### Prompt
Restate each record word for word, omitting whatever pictures it holds.

(Dataset extract Opens)

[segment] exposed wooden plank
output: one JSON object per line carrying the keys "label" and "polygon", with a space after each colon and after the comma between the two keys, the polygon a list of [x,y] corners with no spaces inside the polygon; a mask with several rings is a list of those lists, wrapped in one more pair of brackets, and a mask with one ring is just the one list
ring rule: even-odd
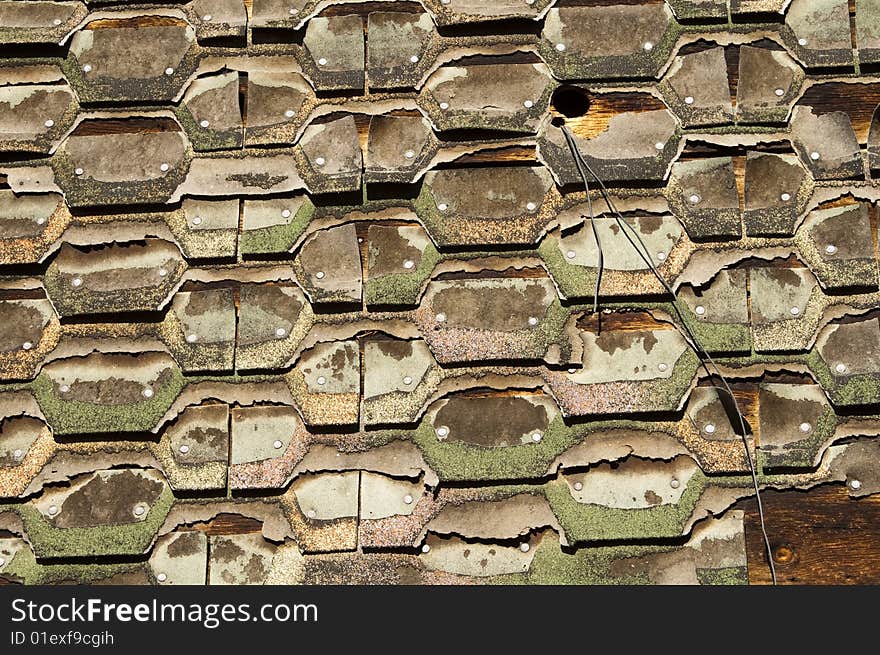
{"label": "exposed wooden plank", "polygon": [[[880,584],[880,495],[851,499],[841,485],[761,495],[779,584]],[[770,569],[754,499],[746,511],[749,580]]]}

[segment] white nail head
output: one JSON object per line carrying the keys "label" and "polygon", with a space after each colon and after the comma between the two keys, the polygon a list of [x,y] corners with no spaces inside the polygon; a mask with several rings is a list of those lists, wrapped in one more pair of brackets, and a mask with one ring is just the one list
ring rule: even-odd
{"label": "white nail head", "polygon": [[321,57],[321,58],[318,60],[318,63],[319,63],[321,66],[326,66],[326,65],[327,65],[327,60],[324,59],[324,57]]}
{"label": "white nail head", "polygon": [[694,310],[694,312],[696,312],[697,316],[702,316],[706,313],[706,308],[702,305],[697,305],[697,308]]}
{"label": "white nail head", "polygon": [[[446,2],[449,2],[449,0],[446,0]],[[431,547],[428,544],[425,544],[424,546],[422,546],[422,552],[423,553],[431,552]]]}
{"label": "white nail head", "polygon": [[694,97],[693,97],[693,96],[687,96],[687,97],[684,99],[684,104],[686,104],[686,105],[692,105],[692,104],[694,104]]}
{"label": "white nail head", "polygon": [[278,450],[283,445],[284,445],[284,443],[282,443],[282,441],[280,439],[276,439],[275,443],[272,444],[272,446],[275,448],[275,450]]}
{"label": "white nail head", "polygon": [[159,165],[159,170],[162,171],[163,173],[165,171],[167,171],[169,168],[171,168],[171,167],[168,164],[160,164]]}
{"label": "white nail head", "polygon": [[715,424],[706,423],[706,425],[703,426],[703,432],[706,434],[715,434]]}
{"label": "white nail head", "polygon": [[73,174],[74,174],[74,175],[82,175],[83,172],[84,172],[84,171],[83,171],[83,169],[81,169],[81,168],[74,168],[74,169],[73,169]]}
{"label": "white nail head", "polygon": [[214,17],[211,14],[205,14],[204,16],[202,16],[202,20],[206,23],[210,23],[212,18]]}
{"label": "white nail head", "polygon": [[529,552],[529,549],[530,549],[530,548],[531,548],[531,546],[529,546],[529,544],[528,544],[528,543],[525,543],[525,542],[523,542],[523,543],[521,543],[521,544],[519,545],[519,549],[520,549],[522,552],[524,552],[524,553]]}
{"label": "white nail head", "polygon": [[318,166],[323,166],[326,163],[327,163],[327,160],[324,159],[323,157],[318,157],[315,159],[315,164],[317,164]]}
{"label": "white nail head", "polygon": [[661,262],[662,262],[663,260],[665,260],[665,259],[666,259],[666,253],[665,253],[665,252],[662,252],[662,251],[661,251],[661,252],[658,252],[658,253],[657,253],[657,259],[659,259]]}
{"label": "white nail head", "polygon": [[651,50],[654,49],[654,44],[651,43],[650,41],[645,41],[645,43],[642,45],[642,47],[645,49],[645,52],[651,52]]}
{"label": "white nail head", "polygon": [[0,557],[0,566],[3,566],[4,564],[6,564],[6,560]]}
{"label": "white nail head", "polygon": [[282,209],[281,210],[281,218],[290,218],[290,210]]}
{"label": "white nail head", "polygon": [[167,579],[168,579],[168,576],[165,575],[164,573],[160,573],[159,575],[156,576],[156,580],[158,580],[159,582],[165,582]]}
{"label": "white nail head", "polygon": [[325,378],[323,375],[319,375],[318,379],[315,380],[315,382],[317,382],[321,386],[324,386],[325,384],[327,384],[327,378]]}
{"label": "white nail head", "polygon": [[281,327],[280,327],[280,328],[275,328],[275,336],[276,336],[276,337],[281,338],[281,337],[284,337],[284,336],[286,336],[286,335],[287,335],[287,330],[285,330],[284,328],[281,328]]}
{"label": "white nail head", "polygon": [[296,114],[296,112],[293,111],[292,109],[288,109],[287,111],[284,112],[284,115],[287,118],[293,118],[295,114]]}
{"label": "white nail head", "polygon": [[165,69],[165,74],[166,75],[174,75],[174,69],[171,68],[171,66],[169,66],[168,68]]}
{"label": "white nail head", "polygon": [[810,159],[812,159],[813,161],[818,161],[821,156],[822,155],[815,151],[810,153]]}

(Dataset extract Closes)

### Result
[segment] exposed wooden plank
output: one JSON object per line carrying the keys "label" and "polygon", with a space after each colon and after the comma between the two keys, the polygon a list of [x,y] corners with no spaces inside the polygon; a mask with several rings is a list of those lists, wrapped in one more pair of brackets, and a mask with one ring is just the one list
ring rule: even-odd
{"label": "exposed wooden plank", "polygon": [[[880,584],[880,495],[851,499],[841,485],[761,495],[779,584]],[[770,569],[754,499],[746,511],[749,580]]]}

[segment] white nail head
output: one JSON object per line carrying the keys "label" and "polygon", with a space after each colon and after the comma between the two keys, the polygon a list of [x,y] corners with no spaces inside the polygon; a mask with several rings is a list of those lists, wrapped in one more pair of brackets, and a mask with one ring is just the one list
ring rule: even-odd
{"label": "white nail head", "polygon": [[321,57],[321,58],[318,60],[318,63],[319,63],[321,66],[326,66],[326,65],[327,65],[327,60],[324,59],[324,57]]}
{"label": "white nail head", "polygon": [[694,310],[694,312],[696,312],[697,316],[702,316],[706,313],[706,308],[702,305],[697,305],[697,308]]}
{"label": "white nail head", "polygon": [[[446,2],[449,2],[449,0],[446,0]],[[431,547],[428,544],[425,544],[424,546],[422,546],[422,552],[423,553],[431,552]]]}
{"label": "white nail head", "polygon": [[694,97],[693,97],[693,96],[687,96],[687,97],[684,99],[684,104],[686,104],[686,105],[692,105],[692,104],[694,104]]}
{"label": "white nail head", "polygon": [[278,450],[283,445],[284,445],[284,443],[282,443],[282,441],[280,439],[276,439],[275,443],[272,444],[272,446],[275,448],[275,450]]}
{"label": "white nail head", "polygon": [[159,165],[159,170],[162,171],[163,173],[165,171],[167,171],[169,168],[171,168],[171,167],[168,164],[160,164]]}
{"label": "white nail head", "polygon": [[715,424],[706,423],[706,425],[703,426],[703,432],[706,434],[715,434]]}
{"label": "white nail head", "polygon": [[73,174],[74,174],[74,175],[82,175],[83,172],[84,172],[84,171],[83,171],[83,169],[81,169],[81,168],[74,168],[74,169],[73,169]]}
{"label": "white nail head", "polygon": [[214,17],[211,14],[205,14],[204,16],[202,16],[202,20],[206,23],[210,23],[212,18]]}
{"label": "white nail head", "polygon": [[529,552],[529,549],[530,549],[530,548],[531,548],[531,546],[529,546],[529,544],[528,544],[528,543],[525,543],[525,542],[523,542],[523,543],[521,543],[521,544],[519,545],[519,549],[520,549],[522,552],[524,552],[524,553]]}
{"label": "white nail head", "polygon": [[318,166],[323,166],[326,163],[327,163],[327,160],[324,159],[323,157],[318,157],[315,159],[315,164],[317,164]]}
{"label": "white nail head", "polygon": [[661,262],[662,262],[663,260],[665,260],[665,259],[666,259],[666,253],[665,253],[665,252],[662,252],[662,251],[661,251],[661,252],[658,252],[658,253],[657,253],[657,259],[659,259]]}
{"label": "white nail head", "polygon": [[651,50],[654,49],[654,44],[651,43],[650,41],[645,41],[645,43],[642,45],[642,47],[645,49],[645,52],[651,52]]}
{"label": "white nail head", "polygon": [[0,557],[0,566],[3,566],[4,564],[6,564],[6,560]]}
{"label": "white nail head", "polygon": [[282,209],[281,210],[281,218],[290,218],[290,210]]}
{"label": "white nail head", "polygon": [[167,579],[168,579],[168,576],[165,575],[164,573],[160,573],[159,575],[156,576],[156,580],[158,580],[159,582],[165,582]]}
{"label": "white nail head", "polygon": [[325,378],[323,375],[319,375],[318,379],[315,380],[315,382],[317,382],[321,386],[324,386],[325,384],[327,384],[327,378]]}
{"label": "white nail head", "polygon": [[281,327],[280,327],[280,328],[275,328],[275,336],[276,336],[276,337],[281,338],[281,337],[284,337],[284,336],[286,336],[286,335],[287,335],[287,330],[285,330],[284,328],[281,328]]}
{"label": "white nail head", "polygon": [[296,114],[296,112],[293,111],[292,109],[288,109],[287,111],[284,112],[284,115],[287,118],[293,118],[295,114]]}
{"label": "white nail head", "polygon": [[165,69],[165,74],[166,75],[174,75],[174,69],[171,68],[171,66],[169,66],[168,68]]}
{"label": "white nail head", "polygon": [[810,159],[812,159],[813,161],[818,161],[821,156],[822,155],[815,151],[810,153]]}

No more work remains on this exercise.